- Given request
Reproduce the customer churn survival analysis passage below word for word, including every line of code and output.

Next, we want to understand how the suvival curve varies according to the covariates For example, we can fit separate curves for customers who are senior citizens and those who are not.
fit2 <- survfit(survival ~ SeniorCitizen, data = df.tel)
ggsurvplot(fit2, data=df.tel, risk.table=T, conf.int = T,
break.time.by=12, ggtheme=theme_bw(),
censor.shape=124, conf.int.alpha=0.3,
ylim=c(0.5,1.0),xlab='Tenure (months)',ylab='Probability of remaining')
We see that senior citizens churn more quickly than other customers. To determine if the rates are significantly different, we can use the p-value obtained from the Log Rank test, which gives us the probability of obtaining these results if there was no difference in churn between populations who are senior citizens and those who are not.
survdiff(survival ~ SeniorCitizen, data = df.tel)
Call:
survdiff(formula = survival ~ SeniorCitizen, data = df.tel)
N Observed Expected (O-E)^2/E (O-E)^2/V
SeniorCitizen=0 5901 1393 1560 17.8 109
SeniorCitizen=1 1142 476 309 89.8 109
Chisq= 110 on 1 degrees of freedom, p= 0
So, as we might expect from the survival curves there is a significant difference between the populations divided according to this category, and in fact p is so low it’s reported as zero. But how much faster do senior citizens churn than the rest of the population?
To answer this we can turn to another traditional survival analysis technique, the Cox proportional hazards model, which is a regression method to quantify how hazard rates (the churn rate in this example) vary across covariates.
fit.cox<-coxph(survival~SeniorCitizen, data=df.tel)
fit.cox
Call:
coxph(formula = survival ~ SeniorCitizen, data = df.tel)

- Listing
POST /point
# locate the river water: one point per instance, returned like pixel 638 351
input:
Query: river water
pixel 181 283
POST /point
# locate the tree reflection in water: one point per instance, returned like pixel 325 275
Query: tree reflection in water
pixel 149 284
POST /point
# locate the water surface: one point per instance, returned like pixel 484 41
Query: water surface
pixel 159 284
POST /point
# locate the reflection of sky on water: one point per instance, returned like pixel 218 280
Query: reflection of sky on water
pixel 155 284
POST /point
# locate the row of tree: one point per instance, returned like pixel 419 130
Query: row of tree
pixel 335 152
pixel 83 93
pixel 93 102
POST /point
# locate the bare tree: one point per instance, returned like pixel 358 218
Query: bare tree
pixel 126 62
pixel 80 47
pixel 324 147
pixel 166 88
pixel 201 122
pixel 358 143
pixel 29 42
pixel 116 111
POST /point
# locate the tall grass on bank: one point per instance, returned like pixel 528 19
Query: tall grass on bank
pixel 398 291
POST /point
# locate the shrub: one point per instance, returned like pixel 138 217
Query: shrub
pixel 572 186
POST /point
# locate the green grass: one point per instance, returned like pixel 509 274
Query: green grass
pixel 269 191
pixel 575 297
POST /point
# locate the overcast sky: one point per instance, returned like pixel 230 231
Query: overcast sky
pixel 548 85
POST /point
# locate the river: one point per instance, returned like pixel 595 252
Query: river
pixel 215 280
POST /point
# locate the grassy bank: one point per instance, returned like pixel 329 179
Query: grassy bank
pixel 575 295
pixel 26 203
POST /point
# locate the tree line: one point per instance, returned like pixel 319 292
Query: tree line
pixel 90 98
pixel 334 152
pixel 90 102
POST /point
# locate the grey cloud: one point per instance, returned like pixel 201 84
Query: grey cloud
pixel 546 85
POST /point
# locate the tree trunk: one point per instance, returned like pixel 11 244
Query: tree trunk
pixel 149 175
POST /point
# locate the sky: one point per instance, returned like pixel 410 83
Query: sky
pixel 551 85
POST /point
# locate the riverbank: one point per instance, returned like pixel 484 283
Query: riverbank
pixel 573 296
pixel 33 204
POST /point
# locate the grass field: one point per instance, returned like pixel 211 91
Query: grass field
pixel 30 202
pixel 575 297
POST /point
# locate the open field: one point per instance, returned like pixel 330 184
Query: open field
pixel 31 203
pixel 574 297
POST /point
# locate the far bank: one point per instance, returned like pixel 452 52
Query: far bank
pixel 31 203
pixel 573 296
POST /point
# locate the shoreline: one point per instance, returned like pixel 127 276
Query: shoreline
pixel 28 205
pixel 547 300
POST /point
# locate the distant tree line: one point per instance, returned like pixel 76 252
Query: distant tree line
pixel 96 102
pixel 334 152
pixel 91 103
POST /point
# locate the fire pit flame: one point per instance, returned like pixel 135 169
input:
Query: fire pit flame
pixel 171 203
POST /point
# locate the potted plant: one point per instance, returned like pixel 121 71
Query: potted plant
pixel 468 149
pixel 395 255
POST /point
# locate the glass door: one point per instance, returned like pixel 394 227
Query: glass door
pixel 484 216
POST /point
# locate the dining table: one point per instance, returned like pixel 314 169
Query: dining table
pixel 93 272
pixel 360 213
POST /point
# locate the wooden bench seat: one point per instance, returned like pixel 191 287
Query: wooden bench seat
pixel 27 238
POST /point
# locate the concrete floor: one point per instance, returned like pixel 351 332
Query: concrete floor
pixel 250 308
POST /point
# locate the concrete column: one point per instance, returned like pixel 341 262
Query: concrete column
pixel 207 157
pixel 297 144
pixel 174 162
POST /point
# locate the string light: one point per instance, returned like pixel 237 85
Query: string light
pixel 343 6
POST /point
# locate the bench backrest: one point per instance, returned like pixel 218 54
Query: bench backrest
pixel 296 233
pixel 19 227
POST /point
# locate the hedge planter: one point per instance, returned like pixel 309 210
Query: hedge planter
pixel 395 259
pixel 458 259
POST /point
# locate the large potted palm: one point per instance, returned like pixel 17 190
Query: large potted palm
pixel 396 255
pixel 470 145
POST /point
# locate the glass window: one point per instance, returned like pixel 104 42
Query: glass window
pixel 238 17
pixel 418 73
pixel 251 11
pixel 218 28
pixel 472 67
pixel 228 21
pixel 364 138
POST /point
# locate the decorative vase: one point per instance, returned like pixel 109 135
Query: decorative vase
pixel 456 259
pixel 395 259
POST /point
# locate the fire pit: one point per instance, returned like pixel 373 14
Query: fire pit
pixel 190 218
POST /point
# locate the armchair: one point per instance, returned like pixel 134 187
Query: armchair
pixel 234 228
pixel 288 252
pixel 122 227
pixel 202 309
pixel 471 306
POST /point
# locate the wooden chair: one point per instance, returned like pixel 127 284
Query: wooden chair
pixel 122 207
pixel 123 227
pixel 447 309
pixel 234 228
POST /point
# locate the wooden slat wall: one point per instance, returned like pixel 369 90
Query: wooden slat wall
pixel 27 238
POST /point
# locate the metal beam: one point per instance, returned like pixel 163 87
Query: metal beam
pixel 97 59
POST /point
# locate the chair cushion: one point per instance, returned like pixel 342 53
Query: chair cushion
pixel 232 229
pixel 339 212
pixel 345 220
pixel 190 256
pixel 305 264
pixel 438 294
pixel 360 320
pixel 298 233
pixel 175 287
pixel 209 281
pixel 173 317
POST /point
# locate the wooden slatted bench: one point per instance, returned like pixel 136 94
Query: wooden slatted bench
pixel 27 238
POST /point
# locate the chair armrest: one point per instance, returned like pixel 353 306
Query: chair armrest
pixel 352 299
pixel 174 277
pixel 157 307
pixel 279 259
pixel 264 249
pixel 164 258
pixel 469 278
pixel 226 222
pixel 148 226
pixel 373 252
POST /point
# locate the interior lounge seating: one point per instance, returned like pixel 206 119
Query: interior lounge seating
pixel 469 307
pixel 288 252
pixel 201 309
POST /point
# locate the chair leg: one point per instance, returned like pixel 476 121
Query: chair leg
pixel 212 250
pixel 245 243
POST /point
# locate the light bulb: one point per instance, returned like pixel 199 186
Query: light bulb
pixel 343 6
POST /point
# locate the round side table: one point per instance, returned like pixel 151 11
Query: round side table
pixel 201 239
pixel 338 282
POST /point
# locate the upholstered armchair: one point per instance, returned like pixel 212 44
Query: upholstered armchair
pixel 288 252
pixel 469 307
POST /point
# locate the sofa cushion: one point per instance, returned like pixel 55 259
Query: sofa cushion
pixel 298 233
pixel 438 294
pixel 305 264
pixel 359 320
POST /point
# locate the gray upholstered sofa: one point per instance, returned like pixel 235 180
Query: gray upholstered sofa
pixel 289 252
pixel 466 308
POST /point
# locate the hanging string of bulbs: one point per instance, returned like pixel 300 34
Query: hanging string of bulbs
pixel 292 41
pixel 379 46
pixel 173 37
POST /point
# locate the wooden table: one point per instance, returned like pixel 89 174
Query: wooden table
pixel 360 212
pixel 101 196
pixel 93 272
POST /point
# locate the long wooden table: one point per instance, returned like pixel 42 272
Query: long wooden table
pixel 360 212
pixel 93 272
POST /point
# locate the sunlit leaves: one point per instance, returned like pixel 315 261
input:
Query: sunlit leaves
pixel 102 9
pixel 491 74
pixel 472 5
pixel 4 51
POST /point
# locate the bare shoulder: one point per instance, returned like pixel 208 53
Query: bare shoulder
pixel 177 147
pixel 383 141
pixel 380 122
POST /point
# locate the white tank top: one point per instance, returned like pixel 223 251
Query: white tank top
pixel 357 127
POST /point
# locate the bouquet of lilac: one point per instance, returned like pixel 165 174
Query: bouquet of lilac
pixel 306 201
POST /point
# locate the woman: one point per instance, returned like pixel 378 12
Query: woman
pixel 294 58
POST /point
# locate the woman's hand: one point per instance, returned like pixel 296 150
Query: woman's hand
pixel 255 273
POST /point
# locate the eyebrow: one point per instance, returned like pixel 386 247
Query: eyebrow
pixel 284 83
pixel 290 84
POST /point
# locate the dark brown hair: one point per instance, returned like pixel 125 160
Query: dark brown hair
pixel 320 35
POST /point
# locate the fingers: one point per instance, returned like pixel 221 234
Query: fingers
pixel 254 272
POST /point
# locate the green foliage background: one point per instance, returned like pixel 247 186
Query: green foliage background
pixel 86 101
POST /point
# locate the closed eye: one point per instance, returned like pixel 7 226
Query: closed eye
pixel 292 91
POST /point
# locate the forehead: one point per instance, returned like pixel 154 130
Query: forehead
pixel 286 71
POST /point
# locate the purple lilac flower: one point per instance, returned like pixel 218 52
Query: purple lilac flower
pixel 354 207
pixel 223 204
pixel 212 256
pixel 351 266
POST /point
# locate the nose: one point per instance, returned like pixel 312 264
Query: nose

- Solution to the problem
Next, we want to understand how the suvival curve varies according to the covariates For example, we can fit separate curves for customers who are senior citizens and those who are not.
fit2 <- survfit(survival ~ SeniorCitizen, data = df.tel)
ggsurvplot(fit2, data=df.tel, risk.table=T, conf.int = T,
break.time.by=12, ggtheme=theme_bw(),
censor.shape=124, conf.int.alpha=0.3,
ylim=c(0.5,1.0),xlab='Tenure (months)',ylab='Probability of remaining')
We see that senior citizens churn more quickly than other customers. To determine if the rates are significantly different, we can use the p-value obtained from the Log Rank test, which gives us the probability of obtaining these results if there was no difference in churn between populations who are senior citizens and those who are not.
survdiff(survival ~ SeniorCitizen, data = df.tel)
Call:
survdiff(formula = survival ~ SeniorCitizen, data = df.tel)
N Observed Expected (O-E)^2/E (O-E)^2/V
SeniorCitizen=0 5901 1393 1560 17.8 109
SeniorCitizen=1 1142 476 309 89.8 109
Chisq= 110 on 1 degrees of freedom, p= 0
So, as we might expect from the survival curves there is a significant difference between the populations divided according to this category, and in fact p is so low it’s reported as zero. But how much faster do senior citizens churn than the rest of the population?
To answer this we can turn to another traditional survival analysis technique, the Cox proportional hazards model, which is a regression method to quantify how hazard rates (the churn rate in this example) vary across covariates.
fit.cox<-coxph(survival~SeniorCitizen, data=df.tel)
fit.cox
Call:
coxph(formula = survival ~ SeniorCitizen, data = df.tel)